YOUR TASK » Quote every one of the records below word for word, leaving out the pictures.

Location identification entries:
[start]
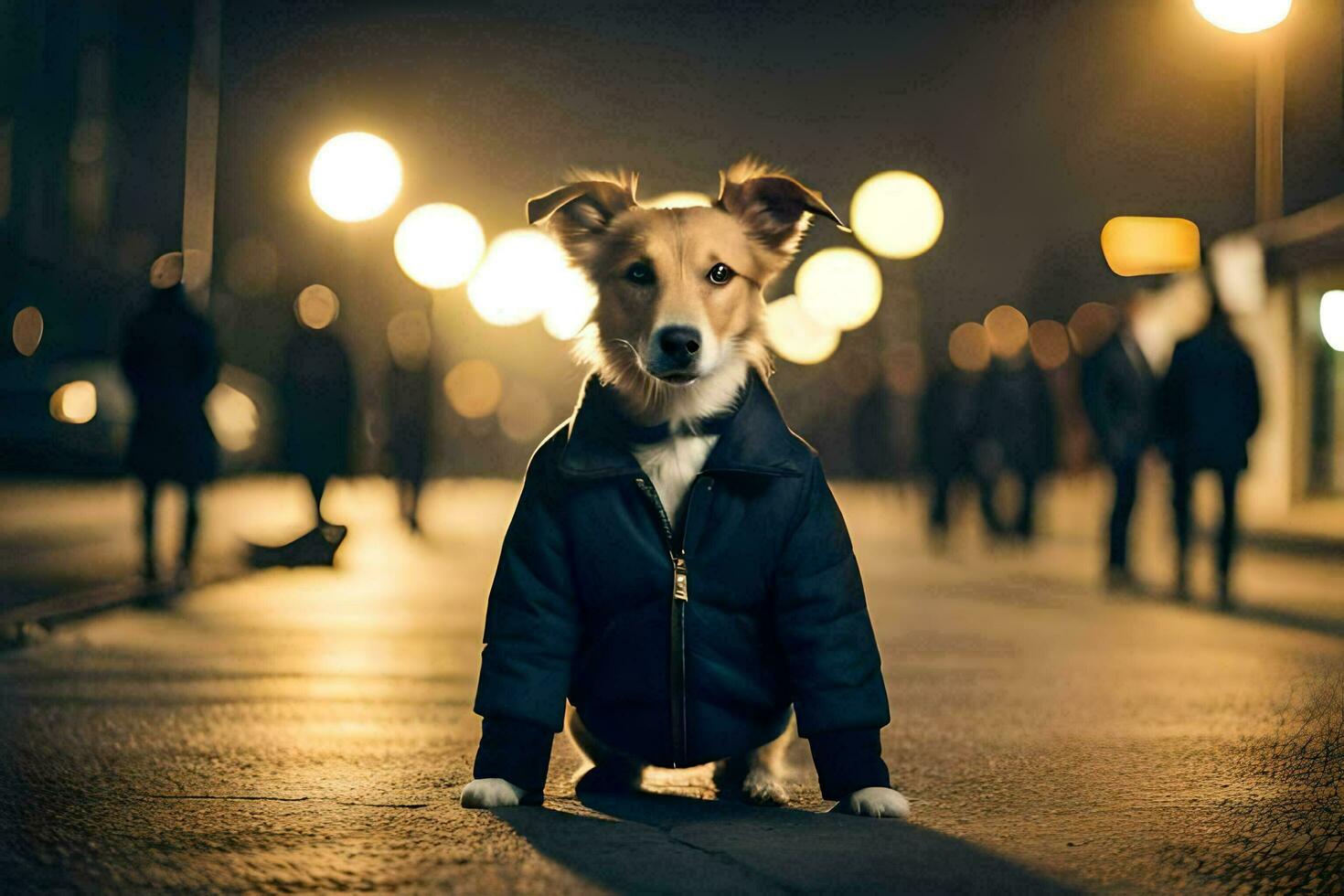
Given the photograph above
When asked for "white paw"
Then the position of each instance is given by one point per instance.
(763, 789)
(491, 793)
(875, 802)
[end]
SOLVED EXERCISE »
Given the photograph above
When asked for "white paw"
Then the position of each instance is given by one point per instance.
(763, 789)
(491, 793)
(875, 802)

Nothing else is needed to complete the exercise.